November 18, 2004: Sex, lies and AI - A Hong Kong-based company's creation of a virtual girlfriend raises philosophical questions about the curious evolution of artificial intelligence. By Alex Lo. South China Morning Post (subscription req'd.). "The German-born polymath-philosopher, mathematician, computer scientist, author and businessman brooks no criticism of his cyber-girlfriend, who will be officially launched at the 3G World Congress and Exhibition at the Convention Centre today. By now, you have probably heard all about Vivienne, with whom you can have a cyber-affair, sans sex, in a hyper-real graphic environment on your 3G phone. 'I don't like it when people say, 'Oh it's just a dumb chatter bot. It doesn't really understand anything and will never pass the Turing test',' Mr [Eberhard] Schoneburg says. (The Turing test decrees a computer program must be considered intelligent if, after interacting with it over a period of time, you cannot tell if you are dealing with a computer or a human.) 'Artificial Intelligence has been criticised since day one,' Mr Schoneburg continues, "mostly because of incompetent public writers who have collected their AI knowledge from reading three books ... who have no clue what they are writing about, and from tonnes of bad science fiction, where AI-driven robots kill and eat people... it's just horrifying how dumb people can be. 'Why is it that reporters always have to find a negative edge? The V-Girl is 'not just a chat bot with high resolution graphics'. We have tried - within the boundaries of the current technical AI possibilities - to simulate life-like behaviour as much as possible. That's the edge - the chatting is just one small component of it.' ... Eliza, Parry and Racter are the precursors of so-called chat bots. ... There are also expert systems, some of which have chat-bot features, which can answer most questions you want to know in a specific field."

Problem requirements. List every occupation or role the article about the virtual girlfriend assigns to Eberhard Schoneburg.

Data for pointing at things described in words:
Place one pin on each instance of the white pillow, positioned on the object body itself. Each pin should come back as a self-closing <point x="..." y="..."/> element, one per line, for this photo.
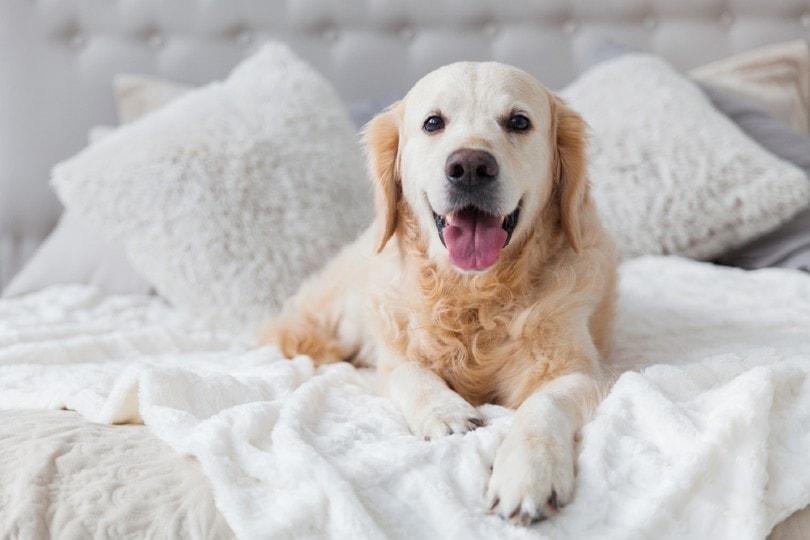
<point x="226" y="198"/>
<point x="77" y="252"/>
<point x="670" y="174"/>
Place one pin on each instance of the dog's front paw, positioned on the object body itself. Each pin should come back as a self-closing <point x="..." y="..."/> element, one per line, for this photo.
<point x="532" y="478"/>
<point x="444" y="415"/>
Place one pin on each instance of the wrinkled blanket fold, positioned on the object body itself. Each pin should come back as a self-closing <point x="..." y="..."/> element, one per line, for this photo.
<point x="705" y="434"/>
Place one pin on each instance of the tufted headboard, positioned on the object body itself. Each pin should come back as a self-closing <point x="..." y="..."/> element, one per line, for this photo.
<point x="57" y="58"/>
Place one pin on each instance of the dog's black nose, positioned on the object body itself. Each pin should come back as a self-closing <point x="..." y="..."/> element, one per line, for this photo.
<point x="470" y="168"/>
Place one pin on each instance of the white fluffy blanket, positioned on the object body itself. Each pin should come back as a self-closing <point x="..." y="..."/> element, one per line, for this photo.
<point x="706" y="434"/>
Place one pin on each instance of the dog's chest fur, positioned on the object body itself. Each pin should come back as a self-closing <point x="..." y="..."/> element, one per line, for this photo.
<point x="472" y="333"/>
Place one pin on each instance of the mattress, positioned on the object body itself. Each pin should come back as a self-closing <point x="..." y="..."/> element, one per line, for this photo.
<point x="242" y="438"/>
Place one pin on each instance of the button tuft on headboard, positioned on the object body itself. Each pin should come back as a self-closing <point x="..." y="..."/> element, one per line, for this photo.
<point x="77" y="40"/>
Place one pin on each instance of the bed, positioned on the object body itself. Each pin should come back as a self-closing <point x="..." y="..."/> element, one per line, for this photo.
<point x="169" y="172"/>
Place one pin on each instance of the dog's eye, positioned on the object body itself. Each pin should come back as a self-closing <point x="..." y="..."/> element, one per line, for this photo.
<point x="433" y="123"/>
<point x="518" y="122"/>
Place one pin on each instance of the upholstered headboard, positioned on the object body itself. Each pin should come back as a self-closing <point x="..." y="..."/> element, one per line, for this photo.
<point x="57" y="58"/>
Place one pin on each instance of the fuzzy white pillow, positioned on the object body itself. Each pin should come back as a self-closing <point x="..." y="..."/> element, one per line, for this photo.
<point x="670" y="174"/>
<point x="228" y="197"/>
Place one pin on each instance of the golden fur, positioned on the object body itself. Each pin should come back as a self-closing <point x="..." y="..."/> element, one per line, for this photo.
<point x="543" y="311"/>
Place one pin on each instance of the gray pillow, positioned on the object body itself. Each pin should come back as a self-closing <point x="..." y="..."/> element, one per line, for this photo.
<point x="789" y="245"/>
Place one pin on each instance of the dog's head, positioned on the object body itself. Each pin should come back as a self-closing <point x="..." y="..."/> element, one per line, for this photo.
<point x="473" y="155"/>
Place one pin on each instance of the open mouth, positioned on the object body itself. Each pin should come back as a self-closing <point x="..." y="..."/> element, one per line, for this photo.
<point x="475" y="238"/>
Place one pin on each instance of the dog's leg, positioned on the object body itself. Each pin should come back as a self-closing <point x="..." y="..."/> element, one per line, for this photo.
<point x="533" y="473"/>
<point x="430" y="407"/>
<point x="325" y="318"/>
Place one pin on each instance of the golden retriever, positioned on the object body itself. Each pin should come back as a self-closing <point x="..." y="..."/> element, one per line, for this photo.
<point x="485" y="278"/>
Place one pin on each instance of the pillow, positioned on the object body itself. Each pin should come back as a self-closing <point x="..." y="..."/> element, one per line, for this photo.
<point x="138" y="95"/>
<point x="789" y="245"/>
<point x="226" y="198"/>
<point x="775" y="79"/>
<point x="670" y="174"/>
<point x="76" y="252"/>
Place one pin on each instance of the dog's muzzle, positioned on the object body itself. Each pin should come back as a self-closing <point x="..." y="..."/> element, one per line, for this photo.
<point x="474" y="232"/>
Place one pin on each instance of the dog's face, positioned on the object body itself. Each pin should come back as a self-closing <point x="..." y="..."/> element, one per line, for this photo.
<point x="473" y="150"/>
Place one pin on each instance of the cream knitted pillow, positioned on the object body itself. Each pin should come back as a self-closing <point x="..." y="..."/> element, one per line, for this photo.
<point x="230" y="195"/>
<point x="670" y="174"/>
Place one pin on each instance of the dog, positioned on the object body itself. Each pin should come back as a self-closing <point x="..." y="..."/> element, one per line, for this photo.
<point x="485" y="277"/>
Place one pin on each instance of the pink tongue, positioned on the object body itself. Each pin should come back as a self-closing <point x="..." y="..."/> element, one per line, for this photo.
<point x="474" y="239"/>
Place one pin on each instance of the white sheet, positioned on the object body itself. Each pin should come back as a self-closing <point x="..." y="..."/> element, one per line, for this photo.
<point x="710" y="442"/>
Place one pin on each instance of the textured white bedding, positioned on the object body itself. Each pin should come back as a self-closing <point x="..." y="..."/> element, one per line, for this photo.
<point x="710" y="442"/>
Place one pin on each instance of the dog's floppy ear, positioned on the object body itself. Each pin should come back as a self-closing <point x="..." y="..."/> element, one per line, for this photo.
<point x="569" y="134"/>
<point x="381" y="141"/>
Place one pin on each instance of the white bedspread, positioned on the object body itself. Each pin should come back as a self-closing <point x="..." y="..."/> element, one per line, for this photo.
<point x="711" y="441"/>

Completed exercise. polymath-philosopher, mathematician, computer scientist, author, businessman